Directions:
1. Answer these questions from the passage on health aid:
(a) Which entities does the passage say lend financial support when such situations arise?
(b) What does the essay propose to drastically increase?
(c) Which illness does the writer propose to examine as a global health problem?
2. Render this sentence from the passage on health aid in Spanish: "Ms. Levine suggests that spending more on health care for developing nations will act as an investment that keeps such problems away from us."
3. Transcribe the passage on health aid from the words "The essay proposes" up to and including the words "global health problem.".

:: Supplied passage ::

When these situations arise the US, World Bank, IMF and other entities are there to lend financial support. Ms. Levine’s premise is that such interventions are not charity, but preventive medicines to isolate and ‘cure’ an ailing economy before the red ink washes upon our shores.
The essay proposes that we treat global health problems as we do global financial problems and drastically increase aid. Ms. Levine suggests that spending more on health care for developing nations will act as an investment that keeps such problems away from us.
Agreed. Better healthcare in China equals better healthcare in the West–remember SARS? But redistributing wealth on a grand scale to achieve this goal is not the sole answer. Let’s look at AIDS as a global health problem.

:::
:: Data under study ::

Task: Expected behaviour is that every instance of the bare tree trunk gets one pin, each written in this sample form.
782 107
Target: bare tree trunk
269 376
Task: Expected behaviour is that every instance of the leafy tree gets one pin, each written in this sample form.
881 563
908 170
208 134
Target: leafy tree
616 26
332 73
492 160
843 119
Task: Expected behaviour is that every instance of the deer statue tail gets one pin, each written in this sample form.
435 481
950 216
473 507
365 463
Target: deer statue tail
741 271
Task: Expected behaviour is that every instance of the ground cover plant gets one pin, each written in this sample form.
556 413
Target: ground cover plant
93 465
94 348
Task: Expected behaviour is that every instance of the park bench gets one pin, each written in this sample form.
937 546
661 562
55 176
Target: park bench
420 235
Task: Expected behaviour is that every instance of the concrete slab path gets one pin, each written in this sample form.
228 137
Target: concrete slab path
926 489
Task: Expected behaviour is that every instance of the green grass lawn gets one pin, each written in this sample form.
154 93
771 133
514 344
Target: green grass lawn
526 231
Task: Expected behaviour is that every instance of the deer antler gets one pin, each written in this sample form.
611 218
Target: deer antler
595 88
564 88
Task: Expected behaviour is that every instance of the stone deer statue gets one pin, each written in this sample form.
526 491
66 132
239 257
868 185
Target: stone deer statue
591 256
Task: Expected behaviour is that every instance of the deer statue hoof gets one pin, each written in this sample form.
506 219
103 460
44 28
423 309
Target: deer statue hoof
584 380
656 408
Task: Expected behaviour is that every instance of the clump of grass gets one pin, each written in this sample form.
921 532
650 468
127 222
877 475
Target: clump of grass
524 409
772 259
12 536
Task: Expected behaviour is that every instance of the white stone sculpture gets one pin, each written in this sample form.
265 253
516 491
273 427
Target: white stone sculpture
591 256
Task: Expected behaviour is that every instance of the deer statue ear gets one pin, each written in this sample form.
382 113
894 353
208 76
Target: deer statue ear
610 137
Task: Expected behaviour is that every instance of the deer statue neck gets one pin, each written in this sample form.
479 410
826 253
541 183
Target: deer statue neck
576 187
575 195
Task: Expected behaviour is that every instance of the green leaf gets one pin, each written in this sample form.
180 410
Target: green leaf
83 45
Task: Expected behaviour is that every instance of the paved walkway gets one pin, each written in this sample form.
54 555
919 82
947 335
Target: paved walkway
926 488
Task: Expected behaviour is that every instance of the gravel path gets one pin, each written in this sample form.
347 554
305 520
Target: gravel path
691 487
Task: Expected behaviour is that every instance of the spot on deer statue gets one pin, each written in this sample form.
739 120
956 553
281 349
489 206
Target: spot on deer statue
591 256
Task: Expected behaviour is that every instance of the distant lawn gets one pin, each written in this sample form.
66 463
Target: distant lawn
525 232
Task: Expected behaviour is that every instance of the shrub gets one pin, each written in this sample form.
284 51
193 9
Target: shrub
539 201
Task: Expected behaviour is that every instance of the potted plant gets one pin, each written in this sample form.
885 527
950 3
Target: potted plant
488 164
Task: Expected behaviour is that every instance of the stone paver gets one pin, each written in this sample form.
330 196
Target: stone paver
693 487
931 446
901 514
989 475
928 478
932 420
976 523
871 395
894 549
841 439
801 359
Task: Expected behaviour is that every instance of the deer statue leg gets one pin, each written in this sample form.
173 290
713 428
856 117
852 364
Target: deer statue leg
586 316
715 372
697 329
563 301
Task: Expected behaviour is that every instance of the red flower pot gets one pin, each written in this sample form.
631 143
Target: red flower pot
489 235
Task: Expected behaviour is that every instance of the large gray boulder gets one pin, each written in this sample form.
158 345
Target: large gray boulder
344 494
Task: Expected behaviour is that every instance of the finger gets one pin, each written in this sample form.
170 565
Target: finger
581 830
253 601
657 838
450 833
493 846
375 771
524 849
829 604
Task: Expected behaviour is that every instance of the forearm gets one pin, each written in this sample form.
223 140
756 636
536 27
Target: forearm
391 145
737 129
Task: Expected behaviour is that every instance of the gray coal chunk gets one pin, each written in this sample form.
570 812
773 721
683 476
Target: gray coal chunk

:::

Exercise results:
1.
(a) The US, the World Bank, the IMF and other entities.
(b) Aid.
(c) AIDS.

2. La Sra. Levine sugiere que gastar más en atención médica para las naciones en desarrollo funcionará como una inversión que mantendrá esos problemas lejos de nosotros.

3.
The essay proposes that we treat global health problems as we do global financial problems and drastically increase aid. Ms. Levine suggests that spending more on health care for developing nations will act as an investment that keeps such problems away from us.
Agreed. Better healthcare in China equals better healthcare in the West–remember SARS? But redistributing wealth on a grand scale to achieve this goal is not the sole answer. Let’s look at AIDS as a global health problem.